[SUPPLIED ENTRIES — start]

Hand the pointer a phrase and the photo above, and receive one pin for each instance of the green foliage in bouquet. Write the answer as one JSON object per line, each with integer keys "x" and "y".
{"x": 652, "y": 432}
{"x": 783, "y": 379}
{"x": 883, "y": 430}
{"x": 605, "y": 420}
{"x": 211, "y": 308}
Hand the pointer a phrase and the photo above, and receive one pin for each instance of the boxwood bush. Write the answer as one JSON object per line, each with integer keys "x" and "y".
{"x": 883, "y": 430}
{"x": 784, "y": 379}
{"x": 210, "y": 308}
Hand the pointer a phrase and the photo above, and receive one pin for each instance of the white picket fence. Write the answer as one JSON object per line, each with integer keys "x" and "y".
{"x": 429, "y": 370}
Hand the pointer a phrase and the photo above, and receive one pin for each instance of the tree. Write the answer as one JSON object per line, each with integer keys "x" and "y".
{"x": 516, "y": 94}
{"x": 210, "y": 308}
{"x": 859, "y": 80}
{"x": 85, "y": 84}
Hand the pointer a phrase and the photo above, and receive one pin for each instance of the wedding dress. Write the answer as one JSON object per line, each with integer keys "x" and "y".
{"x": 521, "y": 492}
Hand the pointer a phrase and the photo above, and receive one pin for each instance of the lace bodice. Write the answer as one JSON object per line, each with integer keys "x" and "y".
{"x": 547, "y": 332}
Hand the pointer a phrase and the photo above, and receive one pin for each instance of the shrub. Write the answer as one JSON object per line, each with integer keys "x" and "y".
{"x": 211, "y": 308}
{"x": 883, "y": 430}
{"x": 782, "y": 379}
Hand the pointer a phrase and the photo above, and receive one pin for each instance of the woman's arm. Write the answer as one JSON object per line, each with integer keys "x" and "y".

[SUPPLIED ENTRIES — finish]

_TASK_
Restate all of the material exactly.

_RESPONSE TO THIS TASK_
Hand the pointer a phrase and the photo above, and receive one pin for each instance of the green foliage in bouquet. Write the answer as one JSON object per line, each with integer keys "x" and "y".
{"x": 652, "y": 432}
{"x": 783, "y": 379}
{"x": 883, "y": 430}
{"x": 605, "y": 420}
{"x": 211, "y": 308}
Hand the pointer a phrase and the photo above, and receive one pin for each instance of the boxwood bush. Write the answer as one JSON object per line, each with integer keys "x" and "y".
{"x": 883, "y": 430}
{"x": 784, "y": 379}
{"x": 210, "y": 308}
Hand the pointer a phrase and the photo above, and receive one pin for each instance of the white picket fence. Write the answer as one JSON object per line, each with integer keys "x" and "y".
{"x": 429, "y": 370}
Hand the pointer a phrase and the photo above, and receive one pin for each instance of the tree. Write the answer as one JSON object per line, each with integer keys "x" and "y".
{"x": 516, "y": 94}
{"x": 210, "y": 308}
{"x": 859, "y": 80}
{"x": 85, "y": 84}
Hand the pointer a phrase and the photo above, and receive one pin for each instance of the wedding dress. Write the answer as one JSON object per line, each with integer keys "x" and "y".
{"x": 521, "y": 492}
Hand the pointer a phrase and the photo above, and receive one pin for each instance of the lace bodice. Write the answer as one JSON object per line, each with integer keys "x" and "y".
{"x": 547, "y": 332}
Hand the pointer a phrase and the photo above, and receive one pin for each instance of the shrub. Write the answer as one JSON object per line, each with integer keys "x" and "y".
{"x": 211, "y": 308}
{"x": 883, "y": 430}
{"x": 782, "y": 379}
Hand the pointer a phrase and the photo above, and receive one pin for each instance of the woman's arm. Write the answer as one JSON object per line, each with integer keys "x" and "y".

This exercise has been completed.